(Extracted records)
Segment Open

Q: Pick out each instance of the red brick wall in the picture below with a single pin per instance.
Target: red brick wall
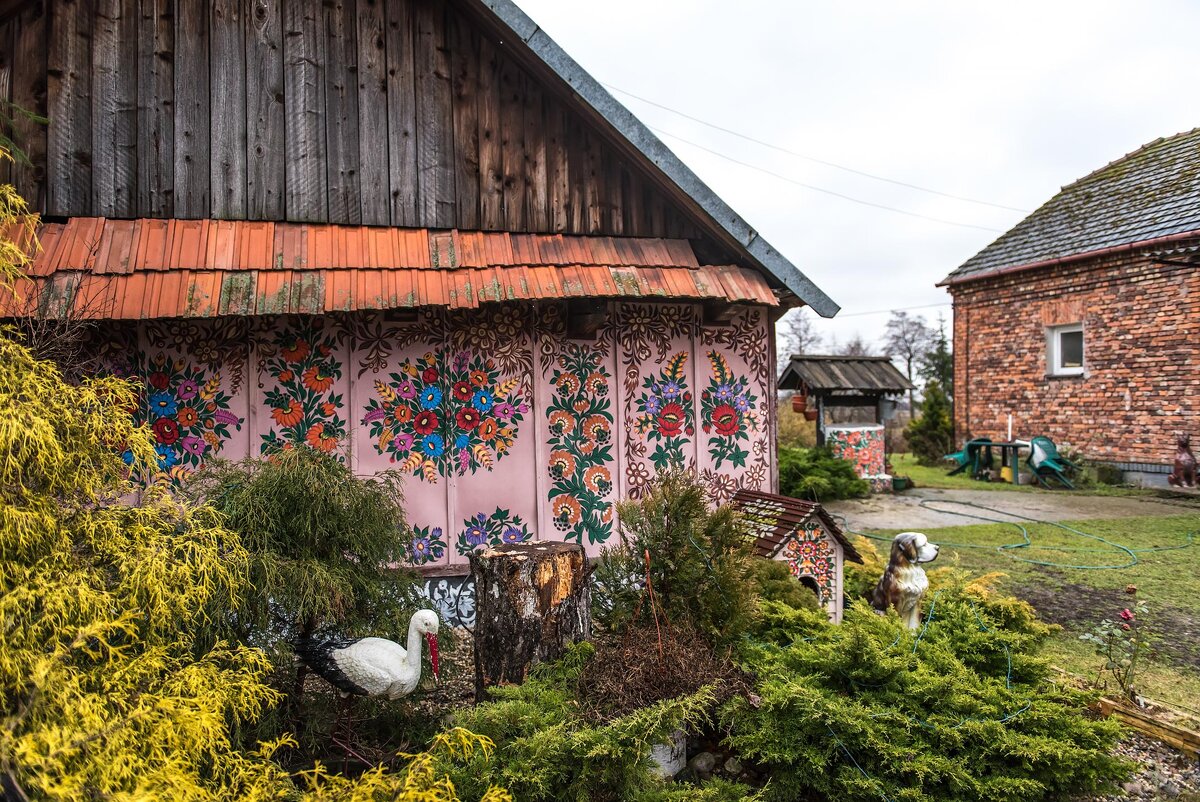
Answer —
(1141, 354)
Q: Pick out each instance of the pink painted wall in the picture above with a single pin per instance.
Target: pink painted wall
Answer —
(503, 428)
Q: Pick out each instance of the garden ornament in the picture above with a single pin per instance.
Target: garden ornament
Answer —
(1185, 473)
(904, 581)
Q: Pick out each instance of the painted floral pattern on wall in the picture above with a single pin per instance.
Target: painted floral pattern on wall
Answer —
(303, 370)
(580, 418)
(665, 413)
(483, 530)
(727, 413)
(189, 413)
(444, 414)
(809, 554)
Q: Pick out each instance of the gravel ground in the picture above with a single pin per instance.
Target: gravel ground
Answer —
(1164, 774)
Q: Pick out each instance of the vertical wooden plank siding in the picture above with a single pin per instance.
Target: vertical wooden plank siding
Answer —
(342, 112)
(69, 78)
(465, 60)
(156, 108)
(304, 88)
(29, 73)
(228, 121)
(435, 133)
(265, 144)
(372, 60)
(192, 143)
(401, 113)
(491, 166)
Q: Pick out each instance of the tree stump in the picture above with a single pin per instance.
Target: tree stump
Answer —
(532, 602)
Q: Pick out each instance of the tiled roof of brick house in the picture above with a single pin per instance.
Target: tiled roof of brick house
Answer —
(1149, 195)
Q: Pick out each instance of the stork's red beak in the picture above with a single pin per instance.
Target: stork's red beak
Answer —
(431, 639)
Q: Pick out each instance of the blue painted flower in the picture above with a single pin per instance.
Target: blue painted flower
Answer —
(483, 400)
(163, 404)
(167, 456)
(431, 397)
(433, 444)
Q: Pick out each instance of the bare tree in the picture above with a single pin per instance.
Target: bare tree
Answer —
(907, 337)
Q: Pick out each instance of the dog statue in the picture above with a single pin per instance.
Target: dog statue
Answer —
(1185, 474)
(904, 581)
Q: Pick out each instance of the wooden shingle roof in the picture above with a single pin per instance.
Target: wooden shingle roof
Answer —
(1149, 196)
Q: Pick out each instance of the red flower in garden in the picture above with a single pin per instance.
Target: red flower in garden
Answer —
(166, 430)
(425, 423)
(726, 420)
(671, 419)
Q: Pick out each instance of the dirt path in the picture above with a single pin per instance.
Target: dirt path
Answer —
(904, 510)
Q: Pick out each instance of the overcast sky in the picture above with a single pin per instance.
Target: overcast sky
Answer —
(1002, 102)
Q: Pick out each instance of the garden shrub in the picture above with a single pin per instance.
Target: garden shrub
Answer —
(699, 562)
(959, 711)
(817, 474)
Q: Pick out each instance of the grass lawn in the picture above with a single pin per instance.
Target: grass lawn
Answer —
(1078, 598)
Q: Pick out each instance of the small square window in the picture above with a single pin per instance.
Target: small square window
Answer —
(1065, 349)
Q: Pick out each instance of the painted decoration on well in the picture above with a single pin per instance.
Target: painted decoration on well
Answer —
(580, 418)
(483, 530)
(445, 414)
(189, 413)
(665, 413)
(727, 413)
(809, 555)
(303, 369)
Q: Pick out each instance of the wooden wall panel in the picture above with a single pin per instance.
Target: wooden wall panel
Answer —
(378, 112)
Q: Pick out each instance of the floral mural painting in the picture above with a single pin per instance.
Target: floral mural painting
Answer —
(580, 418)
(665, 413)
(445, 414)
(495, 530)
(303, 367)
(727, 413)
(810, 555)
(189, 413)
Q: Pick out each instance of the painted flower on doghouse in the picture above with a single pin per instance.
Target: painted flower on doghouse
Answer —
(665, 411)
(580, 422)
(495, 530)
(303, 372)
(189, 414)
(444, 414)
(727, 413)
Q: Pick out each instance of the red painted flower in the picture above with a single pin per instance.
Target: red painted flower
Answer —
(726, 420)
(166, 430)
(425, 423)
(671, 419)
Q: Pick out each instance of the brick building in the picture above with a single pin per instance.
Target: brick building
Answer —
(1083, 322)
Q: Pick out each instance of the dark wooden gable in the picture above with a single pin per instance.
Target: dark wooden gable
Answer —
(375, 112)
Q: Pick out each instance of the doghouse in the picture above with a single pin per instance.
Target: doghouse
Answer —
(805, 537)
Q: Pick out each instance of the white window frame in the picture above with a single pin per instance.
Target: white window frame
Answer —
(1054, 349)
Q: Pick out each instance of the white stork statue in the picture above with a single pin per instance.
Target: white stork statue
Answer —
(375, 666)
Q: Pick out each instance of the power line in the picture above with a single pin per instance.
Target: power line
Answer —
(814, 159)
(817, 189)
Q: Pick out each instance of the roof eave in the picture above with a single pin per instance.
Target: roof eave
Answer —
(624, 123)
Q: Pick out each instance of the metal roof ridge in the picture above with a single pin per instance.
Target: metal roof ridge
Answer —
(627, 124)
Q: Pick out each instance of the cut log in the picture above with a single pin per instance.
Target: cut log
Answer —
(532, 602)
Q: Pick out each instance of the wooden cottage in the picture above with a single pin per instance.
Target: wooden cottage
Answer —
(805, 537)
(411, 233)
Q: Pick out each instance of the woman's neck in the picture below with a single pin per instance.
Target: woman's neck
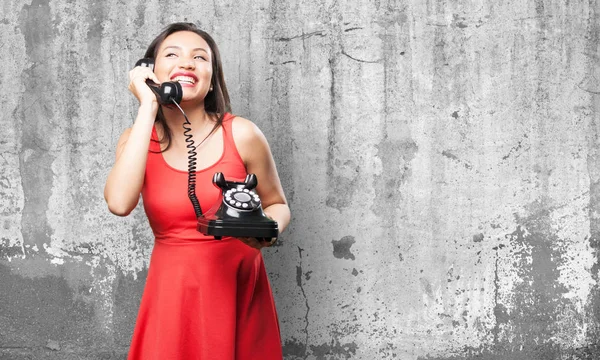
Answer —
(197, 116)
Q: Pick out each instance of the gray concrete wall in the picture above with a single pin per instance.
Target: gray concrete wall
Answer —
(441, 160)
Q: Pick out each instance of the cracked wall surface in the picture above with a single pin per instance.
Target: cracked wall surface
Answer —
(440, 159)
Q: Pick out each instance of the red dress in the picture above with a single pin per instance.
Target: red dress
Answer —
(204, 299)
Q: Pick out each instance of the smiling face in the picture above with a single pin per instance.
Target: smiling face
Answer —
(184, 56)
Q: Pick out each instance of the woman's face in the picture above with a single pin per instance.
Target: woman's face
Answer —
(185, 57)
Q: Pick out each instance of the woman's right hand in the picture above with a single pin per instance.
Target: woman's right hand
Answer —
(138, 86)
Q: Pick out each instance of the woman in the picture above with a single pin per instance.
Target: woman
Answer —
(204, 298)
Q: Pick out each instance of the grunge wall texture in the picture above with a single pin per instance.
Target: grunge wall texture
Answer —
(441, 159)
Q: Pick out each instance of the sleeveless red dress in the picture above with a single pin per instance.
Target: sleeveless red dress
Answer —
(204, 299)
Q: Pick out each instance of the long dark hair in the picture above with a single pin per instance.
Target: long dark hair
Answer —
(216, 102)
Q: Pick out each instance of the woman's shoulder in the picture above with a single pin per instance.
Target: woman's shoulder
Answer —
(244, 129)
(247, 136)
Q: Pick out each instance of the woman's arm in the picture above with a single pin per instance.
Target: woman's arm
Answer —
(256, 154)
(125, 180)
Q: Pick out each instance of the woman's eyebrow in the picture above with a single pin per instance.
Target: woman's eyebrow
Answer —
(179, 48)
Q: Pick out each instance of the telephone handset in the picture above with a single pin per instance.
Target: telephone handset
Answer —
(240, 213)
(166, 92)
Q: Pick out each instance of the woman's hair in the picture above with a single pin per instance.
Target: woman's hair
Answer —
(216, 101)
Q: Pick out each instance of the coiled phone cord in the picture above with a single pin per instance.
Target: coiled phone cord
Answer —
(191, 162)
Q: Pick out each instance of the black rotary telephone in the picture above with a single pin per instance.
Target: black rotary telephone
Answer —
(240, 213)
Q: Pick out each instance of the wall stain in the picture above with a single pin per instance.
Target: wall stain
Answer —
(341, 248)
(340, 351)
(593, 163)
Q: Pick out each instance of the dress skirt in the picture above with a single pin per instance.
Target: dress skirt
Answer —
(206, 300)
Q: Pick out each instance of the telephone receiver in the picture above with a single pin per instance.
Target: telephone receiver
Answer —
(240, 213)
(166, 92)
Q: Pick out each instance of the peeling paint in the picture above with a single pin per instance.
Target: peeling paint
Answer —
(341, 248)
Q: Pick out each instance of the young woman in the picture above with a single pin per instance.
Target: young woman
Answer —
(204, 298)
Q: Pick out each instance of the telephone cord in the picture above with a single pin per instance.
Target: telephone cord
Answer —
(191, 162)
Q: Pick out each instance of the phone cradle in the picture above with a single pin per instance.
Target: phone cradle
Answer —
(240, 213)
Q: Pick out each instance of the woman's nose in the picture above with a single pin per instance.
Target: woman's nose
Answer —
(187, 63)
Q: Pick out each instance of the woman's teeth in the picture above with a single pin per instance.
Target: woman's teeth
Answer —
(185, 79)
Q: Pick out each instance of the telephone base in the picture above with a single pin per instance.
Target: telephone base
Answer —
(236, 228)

Segment Closed

WHAT TO PRODUCE: The output is the lines from the start of the data above through the line containing "Target: painted floral pattern on wall", unchanged, with any picture left out.

TASK ANSWER:
Q: Pick out each instance of the red brick wall in the picture below with a single pin per instance.
Target: red brick wall
Answer —
(1141, 354)
Q: Pick out each instance of the pink painted wall in the picture above with a single pin per instance.
Target: pink painted wall
Answer —
(503, 428)
Q: Pick out each instance of the garden ornament in the picture above with a single pin per instance.
Target: garden ornament
Answer —
(1185, 473)
(904, 581)
Q: Pick out each instance of the painted floral pattern on wall in the picture above with a single pin per instance.
Target: painted floral pattern on wall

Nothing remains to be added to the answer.